■ REQUIRED TASK ■
Copy the records below word for word, from the line containing "Return one point per instance of the wood-style" through the end of the records.

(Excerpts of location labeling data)
-- Begin --
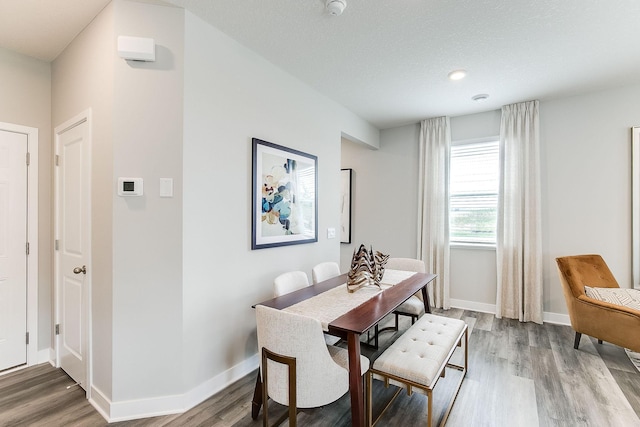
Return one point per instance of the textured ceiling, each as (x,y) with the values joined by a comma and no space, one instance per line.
(43,28)
(387,60)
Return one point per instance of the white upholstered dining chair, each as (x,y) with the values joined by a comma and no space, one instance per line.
(289,282)
(414,306)
(325,271)
(298,369)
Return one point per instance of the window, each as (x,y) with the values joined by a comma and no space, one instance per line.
(473,192)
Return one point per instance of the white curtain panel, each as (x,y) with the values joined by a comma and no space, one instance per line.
(433,209)
(519,245)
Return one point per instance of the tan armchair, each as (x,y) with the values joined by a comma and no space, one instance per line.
(616,324)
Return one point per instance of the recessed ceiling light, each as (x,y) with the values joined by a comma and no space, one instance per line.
(457,74)
(481,97)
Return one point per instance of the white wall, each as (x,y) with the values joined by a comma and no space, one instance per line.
(25,85)
(147,231)
(231,96)
(384,194)
(587,187)
(586,191)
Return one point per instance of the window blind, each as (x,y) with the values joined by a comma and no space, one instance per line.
(473,192)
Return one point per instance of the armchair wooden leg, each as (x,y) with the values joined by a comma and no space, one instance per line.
(576,342)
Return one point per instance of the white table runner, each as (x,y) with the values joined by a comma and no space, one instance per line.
(329,305)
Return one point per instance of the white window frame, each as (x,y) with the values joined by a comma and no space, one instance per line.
(463,244)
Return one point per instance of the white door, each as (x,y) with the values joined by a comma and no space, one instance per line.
(13,249)
(73,247)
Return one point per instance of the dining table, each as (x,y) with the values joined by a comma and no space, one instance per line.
(350,320)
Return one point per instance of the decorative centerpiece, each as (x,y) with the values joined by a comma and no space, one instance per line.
(366,269)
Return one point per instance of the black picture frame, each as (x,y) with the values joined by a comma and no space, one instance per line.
(284,196)
(346,176)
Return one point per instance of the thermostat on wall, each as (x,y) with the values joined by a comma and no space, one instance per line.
(130,187)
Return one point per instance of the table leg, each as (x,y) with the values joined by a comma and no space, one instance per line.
(256,402)
(356,389)
(425,299)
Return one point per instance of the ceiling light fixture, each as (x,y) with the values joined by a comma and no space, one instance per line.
(481,97)
(457,75)
(336,7)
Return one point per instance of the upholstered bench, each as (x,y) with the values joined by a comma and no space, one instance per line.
(418,359)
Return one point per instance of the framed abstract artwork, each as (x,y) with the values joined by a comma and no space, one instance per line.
(284,196)
(345,205)
(635,204)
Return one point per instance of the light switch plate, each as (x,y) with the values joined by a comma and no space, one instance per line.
(166,187)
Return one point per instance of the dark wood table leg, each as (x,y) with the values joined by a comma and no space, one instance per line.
(356,389)
(256,403)
(425,300)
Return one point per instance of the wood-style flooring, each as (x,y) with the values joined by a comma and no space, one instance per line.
(520,374)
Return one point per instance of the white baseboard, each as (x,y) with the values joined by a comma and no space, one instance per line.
(44,356)
(473,306)
(547,317)
(165,405)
-- End --
■ WRITTEN REPLY ■
Return one point per instance of the wood-style flooring, each as (x,y) with the values joined by a comma and no space, one instance per line.
(520,374)
Return one point per instance of the white baseboard, each as (x,y) with the values joined by a comma and no space, one instance per line.
(44,356)
(473,306)
(547,317)
(165,405)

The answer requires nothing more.